─── Source passage ───
This means if inflation is too high, central banks will raise interest rates to lower inflation. On the other hand, if inflation is too low, central banks will lower interest rates to try and spur on the economy.
For more information on interest rates check out Rising Interest Rates Are Crushing Variable Mortgages.
This week, the Bank of Canada raised interest rates to 3.75%. Another 50bps increase. This was less than the expected 75bps, as prior to the announcement the consensus seemed to be that rates would be increased to 4%.
In the 2022 calendar year, interest rates have increased by 3.25% and we might not be done yet. Prior to the most recent rate hike, forecasters were saying rates would rise to 4.25% by the end of the year in Canada and 4.5% in the US. The US has its next rate announcement next week. So we will see what comes of that.
Due to the lower-than-expected rate hike this week, it looks as though forecasts have been revised down. The peak now looks like it will be 4% by the end of the year, meaning we should expect a 25bps increase at the December announcement. There are also currently no rate hikes expected for 2023, and in fact, rate cuts could be the reality.
Canada is now the second central bank, Australia being the first, that has raised rates less than expected. It will be interesting to see what the Federal Reserve in the US does on November 2. As of the time of this writing, the US interest rate forecast is expected to be 4.5% by the end of 2022 and peak at 4.75% in 2023. This is still a significant increase from the current rate of 3.25%. Will the Federal Reserve also “soft pivot” and slow down the rate at which they raise rates? We will have to wait and see.
Inflation has been one of the biggest talking points of the year. Understandably so. There is not a single reported category within the Canadian CPI that has gotten cheaper over the last 12 months. However, the last couple of months has shown that we may be on the right trend to getting inflation back under control.
In September there were several categories that saw a price decrease compared to August; transportation and energy being the two most noteworthy ones. However, year-over-year they are still up 8.7% and 14% respectively. Will we see prices go back to where they were prior to the inflation spell? That is extremely unlikely, especially in the short term, and would require a period of deflation.
As hinted, the September inflation report showed annual inflation dropping to 6.9% from 7.0% in August. Although not a monumental drop, it is a drop nonetheless. That marks the third month in a row where inflation has been reported lower.
Although the annual reported inflation dropped, it is important to note that the month-over-month change was still positive (0.06%) in September. Whereas, the August report saw the month-over-month inflation drop (-0.3%).
We all know that central banks and governments are targeting a 2% inflation rate. We also know that we have been running significantly above that for a while now. When will we get back down to that target?
Forecasters believe that we could be down to a 2% inflation target in Canada by the end of 2023. Some forecasts even have Canada getting as low as 0.8% annual inflation by Q2 2023. That seems like a very steep drop, potentially due to recession fears.
───
◆ Task prompt
Extend the passage on Canadian interest rates and inflation, picking up right after its final sentence.
─── Dataset excerpt ───
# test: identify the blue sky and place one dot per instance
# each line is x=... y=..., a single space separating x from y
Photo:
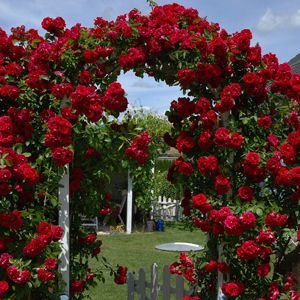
x=274 y=23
───
◆ Result below
Maybe this is the reason that the bank of Canada didn’t raise interest rates as much as expected. Maybe they see that we are on the right course and we will reach the target inflation with fewer rate hikes than previously thought. Or, perhaps they are worried about the stability of the economy and do not want to push it into a deep recession by raising rates at the previously anticipated pace.
Looking to the end of the year, it is currently believed that inflation will finish the year at ~6.4%. That doesn’t sound like a large drop. However, to achieve this, inflation would have to average monthly increases of 0.1% for the remaining three months. To put that into perspective only six months have been at or below that rate since March 2020 (31 total months).
Debt to GDP
When looking at the economic condition of a country, an important figure is a Debt to GDP ratio. The debt to GDP ratio compares a country’s public debt to its gross domestic product. It is a figure that predicts the country’s ability to repay debt. It can also be looked at as how many years it would take for a country to pay back its debt if all GDP was directed to debt repayment.
Canada’s debt-to-GDP ratio has taken a significant hit:
A similar stat but on the consumer side of things is the household debt to disposable income ratio. Which has also seen increases, granted not nearly as drastic:
So why am I bringing this up? Well, the last time interest rates were this high, both government and personal debt obligations we much lower. Government debt to GDP was 30% lower in 2009 (last time interest rates were this high), and consumer debt to disposable income was roughly 18% lower. This means both government and consumers are feeling the increased costs of debt obligations with rising interest rates.
If interest rates stay high, and government revenue doesn’t increase they could push themselves into a debt spiral. Meaning, the only way to meet debt obligations is by printing money, but that will devalue the currency potentially forcing government (and citizens) to take on more debt. In turn, forcing the government to print more money… etc., etc.
It is also interesting to note that since the last recession in 2008 both personal and government debt never declined to pre-recession levels. Even as the economy rebounded. In fact, both governments and consumers just seemed to leverage up more.